- [Work to complete]:
Please go through the material below and copy out each line that contains the string "face".

- [Provided data]:
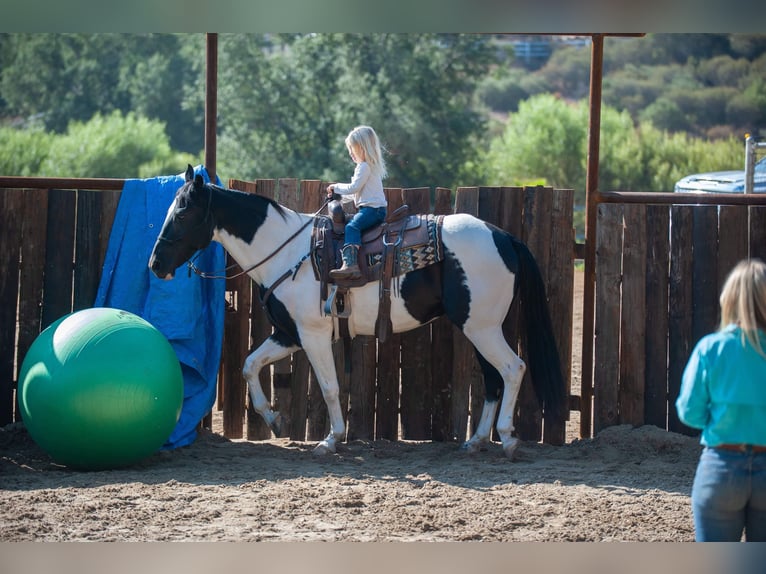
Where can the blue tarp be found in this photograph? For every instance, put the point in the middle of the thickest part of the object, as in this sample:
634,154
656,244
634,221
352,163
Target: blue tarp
189,311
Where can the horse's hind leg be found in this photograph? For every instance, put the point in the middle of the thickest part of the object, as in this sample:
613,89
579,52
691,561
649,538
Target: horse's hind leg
319,352
501,366
268,352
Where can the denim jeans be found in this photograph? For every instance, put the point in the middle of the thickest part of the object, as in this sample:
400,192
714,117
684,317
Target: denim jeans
363,219
729,496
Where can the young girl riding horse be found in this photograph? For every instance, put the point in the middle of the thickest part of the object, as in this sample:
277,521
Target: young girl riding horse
367,188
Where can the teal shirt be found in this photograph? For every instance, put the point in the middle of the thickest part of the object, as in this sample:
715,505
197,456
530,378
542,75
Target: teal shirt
723,390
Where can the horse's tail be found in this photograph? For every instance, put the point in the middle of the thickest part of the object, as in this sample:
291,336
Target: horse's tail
536,328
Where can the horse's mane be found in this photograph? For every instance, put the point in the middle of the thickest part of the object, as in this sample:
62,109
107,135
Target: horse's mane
248,200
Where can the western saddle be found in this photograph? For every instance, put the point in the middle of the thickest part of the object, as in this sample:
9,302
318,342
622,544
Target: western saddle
400,244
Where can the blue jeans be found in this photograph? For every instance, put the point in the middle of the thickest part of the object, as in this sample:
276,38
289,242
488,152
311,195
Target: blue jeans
729,496
363,219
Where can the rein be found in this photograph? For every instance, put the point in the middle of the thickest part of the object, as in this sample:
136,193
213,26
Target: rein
216,274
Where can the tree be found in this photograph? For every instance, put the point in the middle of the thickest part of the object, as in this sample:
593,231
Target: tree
111,146
76,76
287,103
544,141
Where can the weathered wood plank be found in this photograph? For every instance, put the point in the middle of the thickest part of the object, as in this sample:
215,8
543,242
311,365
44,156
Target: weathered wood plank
387,390
633,317
656,319
11,209
88,233
606,370
361,411
465,367
489,210
441,346
679,306
416,355
34,231
560,291
59,255
732,240
758,232
704,271
536,232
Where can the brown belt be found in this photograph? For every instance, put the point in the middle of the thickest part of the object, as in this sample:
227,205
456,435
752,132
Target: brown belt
741,447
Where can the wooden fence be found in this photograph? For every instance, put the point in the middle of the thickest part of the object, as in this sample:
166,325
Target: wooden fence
52,246
659,270
419,385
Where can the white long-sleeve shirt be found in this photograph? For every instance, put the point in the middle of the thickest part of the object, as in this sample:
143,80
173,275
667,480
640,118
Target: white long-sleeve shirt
365,186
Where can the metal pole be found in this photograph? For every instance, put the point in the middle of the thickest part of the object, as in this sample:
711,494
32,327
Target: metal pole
211,103
591,210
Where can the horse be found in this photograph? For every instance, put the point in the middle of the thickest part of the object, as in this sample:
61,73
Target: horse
483,270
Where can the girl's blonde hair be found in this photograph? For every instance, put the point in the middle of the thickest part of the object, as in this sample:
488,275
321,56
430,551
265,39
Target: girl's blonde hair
365,138
743,300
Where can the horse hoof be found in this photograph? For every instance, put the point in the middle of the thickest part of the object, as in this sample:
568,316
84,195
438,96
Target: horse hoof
323,449
277,425
509,448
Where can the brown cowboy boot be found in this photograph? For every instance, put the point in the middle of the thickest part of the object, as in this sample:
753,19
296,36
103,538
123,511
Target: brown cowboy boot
350,268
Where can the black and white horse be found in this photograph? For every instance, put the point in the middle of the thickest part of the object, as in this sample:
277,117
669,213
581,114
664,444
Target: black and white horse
483,269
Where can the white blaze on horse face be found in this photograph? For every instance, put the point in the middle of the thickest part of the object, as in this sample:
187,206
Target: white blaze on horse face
171,209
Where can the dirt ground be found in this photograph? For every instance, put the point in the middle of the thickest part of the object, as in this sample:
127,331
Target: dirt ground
625,484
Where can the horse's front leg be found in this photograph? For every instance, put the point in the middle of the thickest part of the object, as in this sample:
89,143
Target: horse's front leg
318,349
268,352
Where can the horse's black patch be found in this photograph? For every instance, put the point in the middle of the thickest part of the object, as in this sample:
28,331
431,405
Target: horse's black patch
456,297
493,382
504,244
422,293
242,214
286,331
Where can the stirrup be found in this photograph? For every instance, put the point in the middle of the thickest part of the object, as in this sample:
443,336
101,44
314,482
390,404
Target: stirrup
331,305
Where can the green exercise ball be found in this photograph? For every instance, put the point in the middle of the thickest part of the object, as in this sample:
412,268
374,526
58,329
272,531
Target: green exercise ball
99,389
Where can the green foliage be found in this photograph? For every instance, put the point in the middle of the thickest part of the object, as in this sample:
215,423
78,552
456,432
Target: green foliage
62,78
23,151
108,146
544,140
287,103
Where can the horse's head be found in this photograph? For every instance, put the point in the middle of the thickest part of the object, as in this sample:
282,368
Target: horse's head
188,227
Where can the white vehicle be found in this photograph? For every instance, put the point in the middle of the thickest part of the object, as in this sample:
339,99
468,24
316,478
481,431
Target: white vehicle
727,181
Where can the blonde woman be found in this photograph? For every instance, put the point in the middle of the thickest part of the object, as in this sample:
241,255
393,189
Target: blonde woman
366,186
723,392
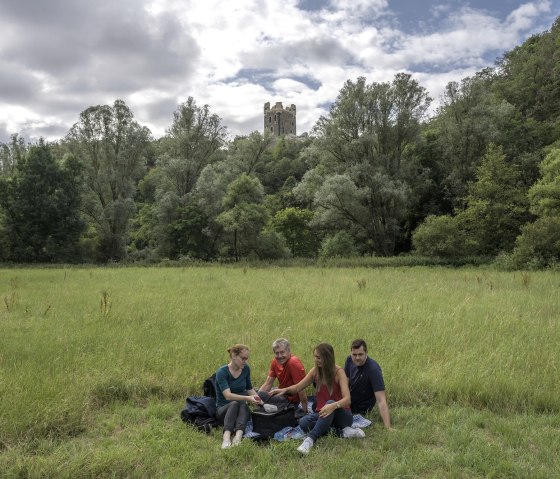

- [Problem solution]:
Where can the white blaze on horse face be found in this photograph? For every instance, put the point in the middle of the thickest part of the object, as in this sample:
Target: white blaze on horse face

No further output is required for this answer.